[Exercise inputs]
* * * *

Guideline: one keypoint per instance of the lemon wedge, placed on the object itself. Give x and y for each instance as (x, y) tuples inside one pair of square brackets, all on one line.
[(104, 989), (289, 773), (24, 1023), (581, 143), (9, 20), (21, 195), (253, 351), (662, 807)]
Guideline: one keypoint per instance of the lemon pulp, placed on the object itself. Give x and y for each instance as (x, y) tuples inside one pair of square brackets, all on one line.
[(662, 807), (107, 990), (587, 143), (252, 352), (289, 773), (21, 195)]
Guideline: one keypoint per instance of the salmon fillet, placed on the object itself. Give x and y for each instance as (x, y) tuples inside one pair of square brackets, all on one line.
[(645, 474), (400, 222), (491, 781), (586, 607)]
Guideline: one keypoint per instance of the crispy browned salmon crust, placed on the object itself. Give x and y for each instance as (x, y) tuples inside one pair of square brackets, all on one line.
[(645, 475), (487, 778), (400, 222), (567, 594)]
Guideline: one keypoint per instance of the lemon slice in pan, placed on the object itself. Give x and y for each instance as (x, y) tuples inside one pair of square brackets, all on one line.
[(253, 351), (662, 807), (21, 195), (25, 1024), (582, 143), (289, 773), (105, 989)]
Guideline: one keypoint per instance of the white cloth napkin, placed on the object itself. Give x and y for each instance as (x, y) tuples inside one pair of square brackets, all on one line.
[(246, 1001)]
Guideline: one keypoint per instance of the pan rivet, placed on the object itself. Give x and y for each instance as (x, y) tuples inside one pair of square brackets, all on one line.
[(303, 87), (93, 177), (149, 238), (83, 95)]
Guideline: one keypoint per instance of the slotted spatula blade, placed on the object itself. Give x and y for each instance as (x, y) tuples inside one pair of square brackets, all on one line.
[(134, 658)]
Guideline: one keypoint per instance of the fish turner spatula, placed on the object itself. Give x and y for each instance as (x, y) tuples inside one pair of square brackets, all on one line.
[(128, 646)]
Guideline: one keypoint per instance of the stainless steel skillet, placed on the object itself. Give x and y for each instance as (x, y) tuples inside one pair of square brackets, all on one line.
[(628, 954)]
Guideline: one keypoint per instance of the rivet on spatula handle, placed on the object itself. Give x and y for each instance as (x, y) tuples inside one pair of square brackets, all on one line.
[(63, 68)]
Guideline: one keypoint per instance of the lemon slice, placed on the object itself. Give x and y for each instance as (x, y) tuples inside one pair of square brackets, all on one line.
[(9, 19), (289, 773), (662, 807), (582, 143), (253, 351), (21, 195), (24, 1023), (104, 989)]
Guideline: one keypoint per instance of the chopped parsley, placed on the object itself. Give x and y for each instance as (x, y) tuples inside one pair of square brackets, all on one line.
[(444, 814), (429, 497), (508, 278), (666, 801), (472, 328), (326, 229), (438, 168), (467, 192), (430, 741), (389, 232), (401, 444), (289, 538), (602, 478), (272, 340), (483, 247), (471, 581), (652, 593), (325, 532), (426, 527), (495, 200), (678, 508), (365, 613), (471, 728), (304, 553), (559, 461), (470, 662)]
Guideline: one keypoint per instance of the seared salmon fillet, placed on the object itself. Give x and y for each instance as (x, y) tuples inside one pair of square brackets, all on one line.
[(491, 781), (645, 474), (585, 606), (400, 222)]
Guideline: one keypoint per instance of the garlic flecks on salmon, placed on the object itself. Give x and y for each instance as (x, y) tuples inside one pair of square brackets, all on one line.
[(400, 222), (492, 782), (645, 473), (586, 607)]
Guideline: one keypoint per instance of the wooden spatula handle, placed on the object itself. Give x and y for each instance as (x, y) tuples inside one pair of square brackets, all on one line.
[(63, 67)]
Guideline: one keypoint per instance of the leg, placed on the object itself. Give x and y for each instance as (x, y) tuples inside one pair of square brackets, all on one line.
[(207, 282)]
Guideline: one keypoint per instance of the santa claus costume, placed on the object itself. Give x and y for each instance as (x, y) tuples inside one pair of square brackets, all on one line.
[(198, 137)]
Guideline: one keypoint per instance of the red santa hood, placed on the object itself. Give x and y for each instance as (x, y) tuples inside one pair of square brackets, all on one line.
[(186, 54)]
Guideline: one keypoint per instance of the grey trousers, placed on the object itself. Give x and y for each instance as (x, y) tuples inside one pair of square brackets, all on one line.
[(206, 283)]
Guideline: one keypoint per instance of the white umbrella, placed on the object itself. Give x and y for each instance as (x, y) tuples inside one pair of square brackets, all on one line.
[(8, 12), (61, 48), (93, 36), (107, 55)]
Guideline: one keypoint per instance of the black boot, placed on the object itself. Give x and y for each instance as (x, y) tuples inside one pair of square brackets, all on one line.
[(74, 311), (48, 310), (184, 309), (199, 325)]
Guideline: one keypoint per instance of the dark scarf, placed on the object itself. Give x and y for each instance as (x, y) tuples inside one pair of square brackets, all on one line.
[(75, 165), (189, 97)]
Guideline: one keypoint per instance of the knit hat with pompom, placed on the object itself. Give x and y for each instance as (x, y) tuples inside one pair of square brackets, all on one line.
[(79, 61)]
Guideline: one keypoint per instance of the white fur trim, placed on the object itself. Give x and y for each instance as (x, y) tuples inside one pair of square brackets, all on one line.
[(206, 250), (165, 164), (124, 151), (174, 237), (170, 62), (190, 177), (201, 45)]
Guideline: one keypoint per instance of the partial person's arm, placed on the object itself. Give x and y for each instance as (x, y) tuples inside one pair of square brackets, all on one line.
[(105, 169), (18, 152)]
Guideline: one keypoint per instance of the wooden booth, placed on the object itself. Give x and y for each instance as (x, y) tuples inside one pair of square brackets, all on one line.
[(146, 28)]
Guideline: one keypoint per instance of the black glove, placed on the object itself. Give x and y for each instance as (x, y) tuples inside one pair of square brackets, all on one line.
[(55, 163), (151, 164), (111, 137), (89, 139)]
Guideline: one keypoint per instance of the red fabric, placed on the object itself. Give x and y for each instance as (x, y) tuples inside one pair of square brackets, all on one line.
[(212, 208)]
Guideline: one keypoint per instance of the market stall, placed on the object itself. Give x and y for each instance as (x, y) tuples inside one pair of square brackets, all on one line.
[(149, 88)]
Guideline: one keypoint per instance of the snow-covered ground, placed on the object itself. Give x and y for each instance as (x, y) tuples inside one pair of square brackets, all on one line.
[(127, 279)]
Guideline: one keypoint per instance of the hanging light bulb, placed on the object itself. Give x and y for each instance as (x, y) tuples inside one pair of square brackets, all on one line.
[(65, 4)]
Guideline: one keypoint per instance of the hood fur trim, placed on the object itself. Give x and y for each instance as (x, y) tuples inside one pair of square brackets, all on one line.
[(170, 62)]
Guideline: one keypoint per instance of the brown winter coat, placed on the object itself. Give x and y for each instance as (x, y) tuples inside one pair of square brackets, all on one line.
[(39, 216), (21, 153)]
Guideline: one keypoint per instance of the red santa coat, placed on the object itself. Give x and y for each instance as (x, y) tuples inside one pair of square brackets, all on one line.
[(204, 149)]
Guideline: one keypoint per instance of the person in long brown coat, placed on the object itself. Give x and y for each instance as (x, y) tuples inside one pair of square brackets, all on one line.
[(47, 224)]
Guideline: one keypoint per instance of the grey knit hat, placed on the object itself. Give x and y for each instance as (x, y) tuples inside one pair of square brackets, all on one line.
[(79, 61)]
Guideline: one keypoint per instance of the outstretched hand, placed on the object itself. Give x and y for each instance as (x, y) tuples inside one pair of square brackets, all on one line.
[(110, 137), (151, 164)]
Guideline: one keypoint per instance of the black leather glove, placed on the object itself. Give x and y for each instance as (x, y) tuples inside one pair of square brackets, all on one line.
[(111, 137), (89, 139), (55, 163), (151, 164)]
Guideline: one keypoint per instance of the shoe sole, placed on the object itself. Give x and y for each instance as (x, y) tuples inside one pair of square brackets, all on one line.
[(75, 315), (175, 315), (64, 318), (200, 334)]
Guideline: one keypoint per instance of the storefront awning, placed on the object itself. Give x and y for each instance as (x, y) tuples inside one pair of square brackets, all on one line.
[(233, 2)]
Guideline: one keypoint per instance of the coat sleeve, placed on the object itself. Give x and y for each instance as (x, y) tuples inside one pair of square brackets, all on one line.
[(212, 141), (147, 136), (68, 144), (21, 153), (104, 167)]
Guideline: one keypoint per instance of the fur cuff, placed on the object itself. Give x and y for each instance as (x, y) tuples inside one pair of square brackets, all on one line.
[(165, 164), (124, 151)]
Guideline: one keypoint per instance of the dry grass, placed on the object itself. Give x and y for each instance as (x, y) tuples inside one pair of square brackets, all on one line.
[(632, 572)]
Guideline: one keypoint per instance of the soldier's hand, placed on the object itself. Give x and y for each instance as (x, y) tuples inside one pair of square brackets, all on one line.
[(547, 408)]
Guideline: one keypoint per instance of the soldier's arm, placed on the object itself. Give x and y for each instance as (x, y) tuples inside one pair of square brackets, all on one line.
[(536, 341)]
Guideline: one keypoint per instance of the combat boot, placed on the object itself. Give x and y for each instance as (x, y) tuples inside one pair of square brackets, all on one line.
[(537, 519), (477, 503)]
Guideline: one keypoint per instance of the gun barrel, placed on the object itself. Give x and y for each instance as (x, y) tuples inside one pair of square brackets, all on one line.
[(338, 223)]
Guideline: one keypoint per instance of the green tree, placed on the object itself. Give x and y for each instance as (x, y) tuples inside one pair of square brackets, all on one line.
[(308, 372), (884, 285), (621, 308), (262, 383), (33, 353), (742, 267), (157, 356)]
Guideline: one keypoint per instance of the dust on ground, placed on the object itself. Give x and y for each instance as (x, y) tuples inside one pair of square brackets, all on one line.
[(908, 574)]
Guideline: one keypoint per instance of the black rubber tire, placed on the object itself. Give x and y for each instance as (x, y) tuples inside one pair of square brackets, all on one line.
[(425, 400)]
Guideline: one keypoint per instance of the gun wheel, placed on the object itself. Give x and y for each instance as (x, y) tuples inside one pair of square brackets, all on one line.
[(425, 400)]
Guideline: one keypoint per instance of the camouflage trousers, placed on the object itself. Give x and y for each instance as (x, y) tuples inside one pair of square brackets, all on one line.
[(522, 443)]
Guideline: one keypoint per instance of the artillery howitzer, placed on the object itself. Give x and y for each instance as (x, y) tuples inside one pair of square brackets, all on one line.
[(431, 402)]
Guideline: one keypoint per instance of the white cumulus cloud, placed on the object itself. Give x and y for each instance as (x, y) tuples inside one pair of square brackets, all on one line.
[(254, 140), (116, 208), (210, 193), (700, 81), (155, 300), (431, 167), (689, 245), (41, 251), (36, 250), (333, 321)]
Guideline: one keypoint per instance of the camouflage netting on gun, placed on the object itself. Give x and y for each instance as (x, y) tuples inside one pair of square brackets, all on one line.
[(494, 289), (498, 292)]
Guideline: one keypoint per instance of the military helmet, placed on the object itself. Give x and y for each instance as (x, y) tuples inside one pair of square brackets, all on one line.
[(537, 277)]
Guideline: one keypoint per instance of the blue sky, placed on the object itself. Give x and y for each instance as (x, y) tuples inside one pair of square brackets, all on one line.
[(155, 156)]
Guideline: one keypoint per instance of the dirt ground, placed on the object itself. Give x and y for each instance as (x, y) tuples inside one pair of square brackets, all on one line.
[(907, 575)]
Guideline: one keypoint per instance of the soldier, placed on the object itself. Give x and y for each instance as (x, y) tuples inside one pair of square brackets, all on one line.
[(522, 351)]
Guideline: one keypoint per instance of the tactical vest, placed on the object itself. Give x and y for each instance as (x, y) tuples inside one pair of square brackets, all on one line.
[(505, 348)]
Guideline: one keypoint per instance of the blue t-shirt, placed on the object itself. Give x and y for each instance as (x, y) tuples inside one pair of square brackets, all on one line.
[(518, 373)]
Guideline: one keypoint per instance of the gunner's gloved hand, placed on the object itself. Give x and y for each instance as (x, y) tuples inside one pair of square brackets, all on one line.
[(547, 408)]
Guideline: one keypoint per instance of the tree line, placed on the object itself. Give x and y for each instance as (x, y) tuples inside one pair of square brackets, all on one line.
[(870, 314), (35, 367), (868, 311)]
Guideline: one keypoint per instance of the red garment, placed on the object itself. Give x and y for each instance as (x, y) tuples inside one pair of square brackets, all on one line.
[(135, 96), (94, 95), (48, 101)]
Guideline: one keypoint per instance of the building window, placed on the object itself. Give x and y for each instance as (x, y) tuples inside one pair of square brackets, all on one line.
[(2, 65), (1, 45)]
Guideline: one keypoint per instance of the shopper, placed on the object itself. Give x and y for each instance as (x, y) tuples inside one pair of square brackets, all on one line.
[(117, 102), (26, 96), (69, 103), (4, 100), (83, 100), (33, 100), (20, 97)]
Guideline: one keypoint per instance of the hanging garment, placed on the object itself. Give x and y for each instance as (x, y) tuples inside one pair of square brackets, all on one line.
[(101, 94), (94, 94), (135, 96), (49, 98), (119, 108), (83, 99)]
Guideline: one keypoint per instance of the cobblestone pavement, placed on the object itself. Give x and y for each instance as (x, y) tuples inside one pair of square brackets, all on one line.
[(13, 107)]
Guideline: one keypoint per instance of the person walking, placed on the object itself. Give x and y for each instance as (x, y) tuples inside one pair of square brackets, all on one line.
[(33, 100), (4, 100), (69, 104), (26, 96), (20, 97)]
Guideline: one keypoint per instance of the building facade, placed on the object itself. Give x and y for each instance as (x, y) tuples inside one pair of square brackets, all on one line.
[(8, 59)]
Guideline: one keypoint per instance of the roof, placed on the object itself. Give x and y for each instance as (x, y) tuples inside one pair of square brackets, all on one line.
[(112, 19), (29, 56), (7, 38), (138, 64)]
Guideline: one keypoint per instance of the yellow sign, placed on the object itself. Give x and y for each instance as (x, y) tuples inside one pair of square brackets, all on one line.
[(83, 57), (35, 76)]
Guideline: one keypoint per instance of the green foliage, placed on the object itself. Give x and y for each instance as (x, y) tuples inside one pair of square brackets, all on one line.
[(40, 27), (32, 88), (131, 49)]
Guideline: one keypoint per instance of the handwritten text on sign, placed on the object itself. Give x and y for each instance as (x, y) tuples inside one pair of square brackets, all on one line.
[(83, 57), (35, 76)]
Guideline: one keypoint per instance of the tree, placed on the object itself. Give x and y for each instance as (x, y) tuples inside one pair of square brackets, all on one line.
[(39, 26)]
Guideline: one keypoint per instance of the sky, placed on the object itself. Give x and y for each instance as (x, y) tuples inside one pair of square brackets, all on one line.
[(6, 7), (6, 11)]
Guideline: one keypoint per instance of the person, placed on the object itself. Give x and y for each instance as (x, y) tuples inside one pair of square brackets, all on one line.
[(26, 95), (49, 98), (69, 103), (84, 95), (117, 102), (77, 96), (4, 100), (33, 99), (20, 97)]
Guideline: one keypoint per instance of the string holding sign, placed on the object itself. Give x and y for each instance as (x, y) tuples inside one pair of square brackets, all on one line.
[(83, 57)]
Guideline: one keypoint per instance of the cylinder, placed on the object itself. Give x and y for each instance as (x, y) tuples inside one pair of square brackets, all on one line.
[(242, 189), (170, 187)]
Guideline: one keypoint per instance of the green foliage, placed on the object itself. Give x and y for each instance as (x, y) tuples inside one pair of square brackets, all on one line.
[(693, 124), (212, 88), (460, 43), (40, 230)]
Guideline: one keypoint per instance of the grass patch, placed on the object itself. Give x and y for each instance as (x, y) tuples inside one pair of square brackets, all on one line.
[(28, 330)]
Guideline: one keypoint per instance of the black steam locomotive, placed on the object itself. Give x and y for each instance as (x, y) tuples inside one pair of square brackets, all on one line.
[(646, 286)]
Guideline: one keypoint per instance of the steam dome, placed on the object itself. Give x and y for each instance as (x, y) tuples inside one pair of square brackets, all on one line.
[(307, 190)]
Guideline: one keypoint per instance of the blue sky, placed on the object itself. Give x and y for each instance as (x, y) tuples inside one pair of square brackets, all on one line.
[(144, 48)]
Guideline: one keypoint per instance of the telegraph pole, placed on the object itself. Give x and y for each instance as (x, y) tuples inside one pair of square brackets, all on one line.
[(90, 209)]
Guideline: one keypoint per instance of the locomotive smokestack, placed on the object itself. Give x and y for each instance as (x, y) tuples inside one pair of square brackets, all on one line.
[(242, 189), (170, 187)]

* * * *

Copy out the records word for word, from the line containing "Guideline: one keypoint per instance of the wooden spatula" through the line containing "[(75, 165), (189, 97)]", including both.

Guideline: one keypoint per instance of the wooden spatula handle, placed on the object itself. Give x and y for each instance as (x, y) tuples inside one pair of square brackets, all on one line.
[(63, 67)]
Guideline: one keypoint per instance of the leg, placed on the object itself. Give x and y for each instance as (x, y) tuples inside one pair of square brackets, all on one line.
[(207, 282)]
Guideline: one keypoint per instance of the santa claus costume, placed on the object itself. Give x and y for each instance as (x, y) tuples inside one pair of square brackets, all on one line.
[(198, 137)]
Guideline: one keypoint per instance of the red santa hood, placed on the object itself. Give x and y for each instance as (x, y) tuples inside one pair of square brackets, all on one line.
[(186, 54)]
Guideline: one keypoint per instance of the grey trousers, placed on the object itself. Give x and y for each instance as (x, y) tuples inside one pair of square brackets, all on one line.
[(206, 283)]
Guideline: one keypoint per instance of the white umbrella, placed on the object itself. Give x and y for each instance as (x, y) tuples inside one pair of square brackets, all on one line.
[(8, 12), (61, 48), (93, 36), (107, 55)]
Guideline: one keypoint per instance of the black boot, placed on the object itself. Give x and y for each instance as (x, y) tuples inside one pair of square brackets, all on one line.
[(74, 311), (48, 310), (184, 309), (199, 325)]
Guideline: one keypoint per instance of the dark scarf, placed on the object itself. Give x and y for each instance as (x, y) tuples inside one pair of square brackets, all on one line.
[(75, 165), (189, 97)]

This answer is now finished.